= EXERCISE PROMPT =
Put the data into a Markdown table with the columns Row and Data line, beginning at the line that has "the ocean water?" and stopping after the line that has "[249,429,292,445]". Omit blank lines, and leave the pictures out of the table.

Data for bounding box labeling
>> BEGIN
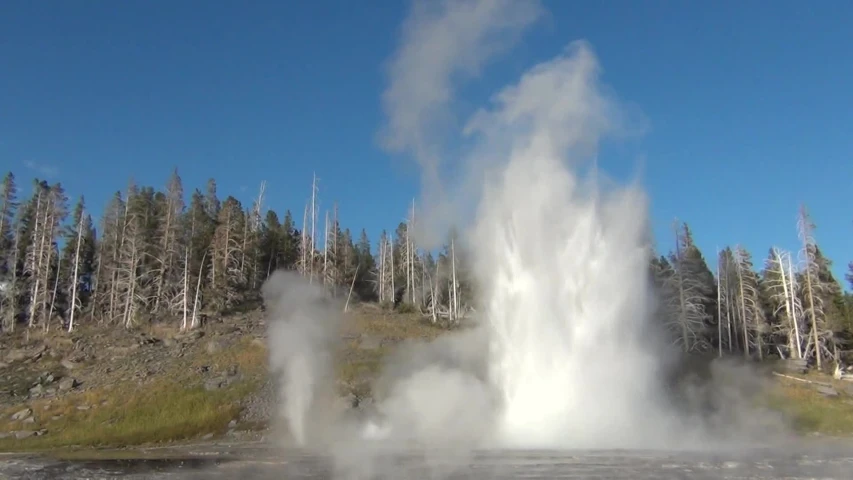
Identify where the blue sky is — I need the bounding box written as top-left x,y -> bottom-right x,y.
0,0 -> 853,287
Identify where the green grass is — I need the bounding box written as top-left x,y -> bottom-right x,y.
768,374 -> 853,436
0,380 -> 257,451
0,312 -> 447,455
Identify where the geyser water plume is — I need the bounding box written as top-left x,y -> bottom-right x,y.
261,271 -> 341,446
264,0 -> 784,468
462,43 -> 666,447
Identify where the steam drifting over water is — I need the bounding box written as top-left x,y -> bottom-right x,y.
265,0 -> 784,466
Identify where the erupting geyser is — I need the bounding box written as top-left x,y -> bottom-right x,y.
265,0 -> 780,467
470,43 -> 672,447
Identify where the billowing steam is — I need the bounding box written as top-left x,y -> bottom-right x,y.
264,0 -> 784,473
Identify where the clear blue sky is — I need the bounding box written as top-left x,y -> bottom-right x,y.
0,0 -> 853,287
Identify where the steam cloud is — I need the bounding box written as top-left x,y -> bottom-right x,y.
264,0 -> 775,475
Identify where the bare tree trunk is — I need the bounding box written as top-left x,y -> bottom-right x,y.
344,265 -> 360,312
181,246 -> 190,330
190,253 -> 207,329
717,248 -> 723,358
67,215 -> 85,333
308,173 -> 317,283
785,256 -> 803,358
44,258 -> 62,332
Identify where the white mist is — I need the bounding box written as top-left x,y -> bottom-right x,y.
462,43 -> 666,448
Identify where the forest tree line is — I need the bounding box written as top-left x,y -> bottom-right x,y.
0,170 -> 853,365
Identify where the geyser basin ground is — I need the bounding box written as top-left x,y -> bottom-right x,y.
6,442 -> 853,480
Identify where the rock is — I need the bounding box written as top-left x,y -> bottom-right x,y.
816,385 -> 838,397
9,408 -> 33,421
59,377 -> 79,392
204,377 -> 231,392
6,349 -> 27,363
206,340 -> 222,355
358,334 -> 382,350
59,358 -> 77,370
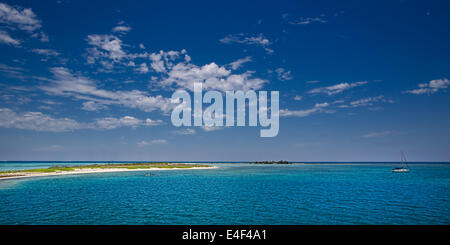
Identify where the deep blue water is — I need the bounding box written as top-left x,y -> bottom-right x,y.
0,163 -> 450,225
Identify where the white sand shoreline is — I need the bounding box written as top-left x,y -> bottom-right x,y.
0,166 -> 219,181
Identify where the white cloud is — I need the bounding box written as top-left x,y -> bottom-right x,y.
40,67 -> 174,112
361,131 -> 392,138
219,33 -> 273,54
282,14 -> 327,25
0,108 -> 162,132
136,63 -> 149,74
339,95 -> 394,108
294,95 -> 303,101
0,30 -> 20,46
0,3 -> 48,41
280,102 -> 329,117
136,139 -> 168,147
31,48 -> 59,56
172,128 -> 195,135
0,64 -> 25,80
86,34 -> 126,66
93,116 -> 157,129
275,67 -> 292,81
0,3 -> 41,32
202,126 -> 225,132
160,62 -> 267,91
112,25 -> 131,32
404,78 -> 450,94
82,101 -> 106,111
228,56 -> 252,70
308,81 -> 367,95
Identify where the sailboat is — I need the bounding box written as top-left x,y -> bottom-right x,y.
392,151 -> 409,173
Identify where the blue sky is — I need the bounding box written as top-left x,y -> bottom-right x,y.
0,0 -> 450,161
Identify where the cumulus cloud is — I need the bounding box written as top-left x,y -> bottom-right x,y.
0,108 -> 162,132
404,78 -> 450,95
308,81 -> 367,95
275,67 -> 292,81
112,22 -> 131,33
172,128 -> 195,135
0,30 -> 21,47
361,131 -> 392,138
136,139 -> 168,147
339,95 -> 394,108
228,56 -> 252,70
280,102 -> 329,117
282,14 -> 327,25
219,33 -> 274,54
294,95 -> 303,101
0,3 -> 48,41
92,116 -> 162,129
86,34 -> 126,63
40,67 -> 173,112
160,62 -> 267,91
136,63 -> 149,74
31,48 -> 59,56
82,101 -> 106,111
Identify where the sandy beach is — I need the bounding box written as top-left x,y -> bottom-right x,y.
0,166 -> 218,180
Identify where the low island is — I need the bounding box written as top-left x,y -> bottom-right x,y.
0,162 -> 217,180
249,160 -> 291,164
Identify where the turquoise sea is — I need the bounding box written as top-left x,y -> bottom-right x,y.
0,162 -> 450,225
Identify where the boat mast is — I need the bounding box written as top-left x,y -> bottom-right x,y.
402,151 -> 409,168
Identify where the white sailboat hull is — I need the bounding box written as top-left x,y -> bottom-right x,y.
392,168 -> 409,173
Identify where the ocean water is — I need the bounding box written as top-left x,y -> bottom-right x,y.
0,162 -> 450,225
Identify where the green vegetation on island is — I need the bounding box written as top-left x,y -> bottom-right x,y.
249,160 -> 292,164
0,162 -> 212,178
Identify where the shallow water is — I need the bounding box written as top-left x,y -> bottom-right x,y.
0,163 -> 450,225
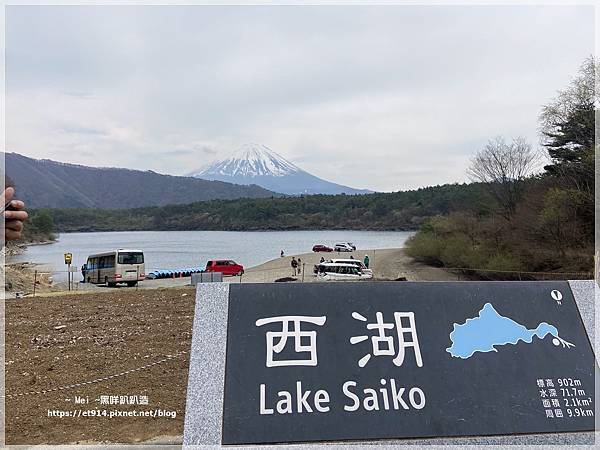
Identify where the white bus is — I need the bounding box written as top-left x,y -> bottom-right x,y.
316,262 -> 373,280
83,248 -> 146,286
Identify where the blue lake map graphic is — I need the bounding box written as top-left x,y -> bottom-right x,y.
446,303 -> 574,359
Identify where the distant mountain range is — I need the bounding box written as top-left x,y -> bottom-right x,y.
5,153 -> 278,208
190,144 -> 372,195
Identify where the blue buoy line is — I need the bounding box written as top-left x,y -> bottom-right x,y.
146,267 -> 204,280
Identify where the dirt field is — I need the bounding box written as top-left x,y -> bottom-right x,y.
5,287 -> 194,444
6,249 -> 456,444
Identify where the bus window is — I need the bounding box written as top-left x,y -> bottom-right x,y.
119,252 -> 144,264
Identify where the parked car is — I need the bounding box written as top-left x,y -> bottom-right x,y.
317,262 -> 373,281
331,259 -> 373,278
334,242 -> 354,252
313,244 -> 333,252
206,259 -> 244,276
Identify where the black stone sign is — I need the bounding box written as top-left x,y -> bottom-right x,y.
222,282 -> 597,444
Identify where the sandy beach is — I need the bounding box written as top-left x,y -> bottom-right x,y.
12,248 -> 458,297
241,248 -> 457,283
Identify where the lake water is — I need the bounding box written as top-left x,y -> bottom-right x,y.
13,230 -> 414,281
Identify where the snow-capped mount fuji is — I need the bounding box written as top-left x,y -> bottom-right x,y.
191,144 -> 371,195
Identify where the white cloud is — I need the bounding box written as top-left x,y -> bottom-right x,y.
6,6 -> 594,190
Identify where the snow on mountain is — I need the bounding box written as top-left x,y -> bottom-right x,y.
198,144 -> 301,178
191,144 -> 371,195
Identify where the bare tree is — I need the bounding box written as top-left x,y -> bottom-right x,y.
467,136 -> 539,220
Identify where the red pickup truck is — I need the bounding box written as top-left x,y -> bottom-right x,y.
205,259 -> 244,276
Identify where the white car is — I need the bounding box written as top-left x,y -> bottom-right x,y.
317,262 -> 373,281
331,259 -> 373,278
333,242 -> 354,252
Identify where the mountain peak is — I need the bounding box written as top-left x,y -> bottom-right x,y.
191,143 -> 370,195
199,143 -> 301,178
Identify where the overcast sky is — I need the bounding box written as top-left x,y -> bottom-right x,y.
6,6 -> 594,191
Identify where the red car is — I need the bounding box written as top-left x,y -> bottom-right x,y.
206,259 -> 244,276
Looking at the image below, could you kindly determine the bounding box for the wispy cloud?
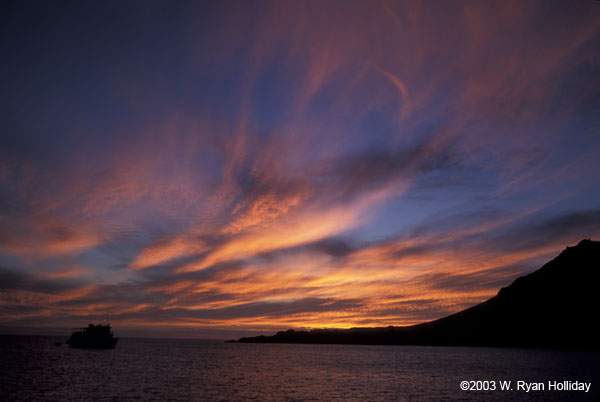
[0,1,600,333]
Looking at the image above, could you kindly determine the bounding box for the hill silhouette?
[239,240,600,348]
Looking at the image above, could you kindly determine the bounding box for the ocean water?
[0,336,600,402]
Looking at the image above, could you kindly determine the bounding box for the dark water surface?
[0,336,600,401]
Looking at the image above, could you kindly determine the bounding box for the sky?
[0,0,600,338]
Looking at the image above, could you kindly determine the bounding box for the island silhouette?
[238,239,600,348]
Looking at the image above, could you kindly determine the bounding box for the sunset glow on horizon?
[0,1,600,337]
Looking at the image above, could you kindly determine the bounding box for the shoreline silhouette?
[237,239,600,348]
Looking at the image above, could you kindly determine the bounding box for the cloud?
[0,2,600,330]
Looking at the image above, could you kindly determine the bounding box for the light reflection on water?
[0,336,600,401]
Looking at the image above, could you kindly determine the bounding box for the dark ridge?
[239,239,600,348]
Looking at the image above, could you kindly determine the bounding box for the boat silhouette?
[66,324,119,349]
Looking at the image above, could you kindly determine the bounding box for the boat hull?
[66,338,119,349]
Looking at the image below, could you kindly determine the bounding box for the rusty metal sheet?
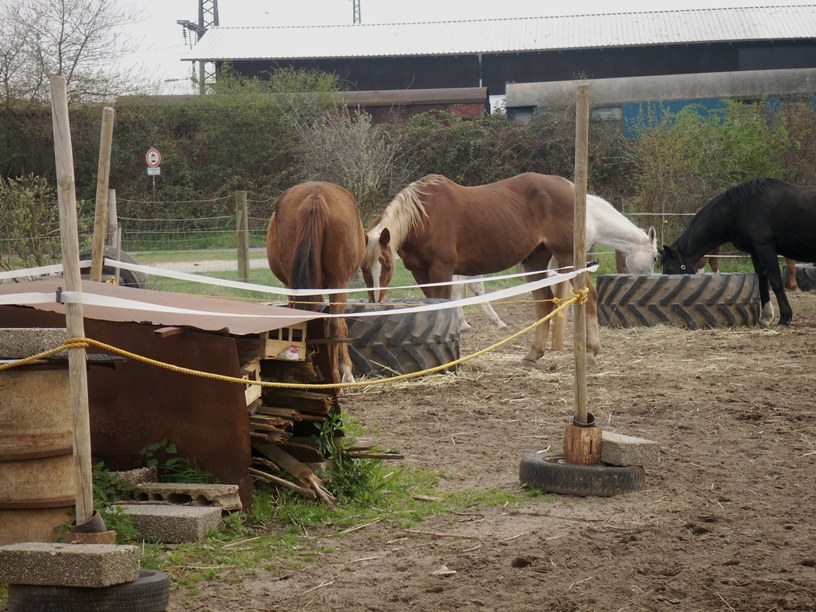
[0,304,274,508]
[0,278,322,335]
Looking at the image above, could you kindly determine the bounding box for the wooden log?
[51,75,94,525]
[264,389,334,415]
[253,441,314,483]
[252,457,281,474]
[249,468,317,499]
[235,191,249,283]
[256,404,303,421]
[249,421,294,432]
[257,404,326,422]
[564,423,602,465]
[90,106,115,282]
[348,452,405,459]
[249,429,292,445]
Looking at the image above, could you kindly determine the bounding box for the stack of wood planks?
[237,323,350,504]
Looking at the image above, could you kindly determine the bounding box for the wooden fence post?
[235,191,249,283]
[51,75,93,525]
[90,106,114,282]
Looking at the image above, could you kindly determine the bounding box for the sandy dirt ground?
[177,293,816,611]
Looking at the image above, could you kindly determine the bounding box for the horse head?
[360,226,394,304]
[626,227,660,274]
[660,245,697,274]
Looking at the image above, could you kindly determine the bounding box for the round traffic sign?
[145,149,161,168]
>> END
= RESULT BELOW =
| Row | Data line |
|---|---|
| 1 | Looking at the image above, could you kindly determine the bounding box for the ocean water? |
| 2 | [0,336,600,402] |
| 3 | Looking at the image above, could you kindly determine the bounding box for the dark water surface? |
| 4 | [0,336,600,401] |
| 5 | Looking at the image above, could you kindly determine the bounding box for the sky? |
| 6 | [0,0,600,338] |
| 7 | Looking at the image above, could you kindly determine the bounding box for the island silhouette? |
| 8 | [238,239,600,348] |
| 9 | Looking at the image above, could you kindly determine the bounding box for the sunset glow on horizon? |
| 10 | [0,1,600,337] |
| 11 | Looking at the image above, could you kindly determine the bounding box for the shoreline silhouette? |
| 12 | [237,239,600,348] |
| 13 | Looking at the image above, could you kindly determine the bounding box for the cloud? |
| 14 | [0,2,600,330] |
| 15 | Looking at the image above, could you kindly determine the bounding box for the light reflection on water? |
| 16 | [0,336,600,401] |
| 17 | Looking at the image above, could you kindly determine the bounding box for the dark ridge? |
| 18 | [239,239,600,348] |
| 19 | Looking at the image above, could you kindly determine the bounding box for the boat silhouette? |
| 20 | [66,324,119,349] |
| 21 | Looking at the image above, could you kindly determine the bounding box for the boat hull? |
| 22 | [66,338,119,349] |
| 23 | Looking at the image below, could you kindly determine the bounding box for the rusty metal sheet? |
| 24 | [0,304,274,508] |
| 25 | [0,278,322,335] |
| 26 | Looking at the image above, could you kindly determine the bounding box for the wooden log? |
| 27 | [51,75,94,525] |
| 28 | [264,389,334,415] |
| 29 | [253,441,314,483] |
| 30 | [252,457,281,474] |
| 31 | [249,468,317,499] |
| 32 | [235,191,249,283] |
| 33 | [256,404,303,421] |
| 34 | [249,421,294,432] |
| 35 | [257,404,326,422] |
| 36 | [564,423,602,465] |
| 37 | [90,106,115,282] |
| 38 | [348,452,405,459] |
| 39 | [249,429,292,445] |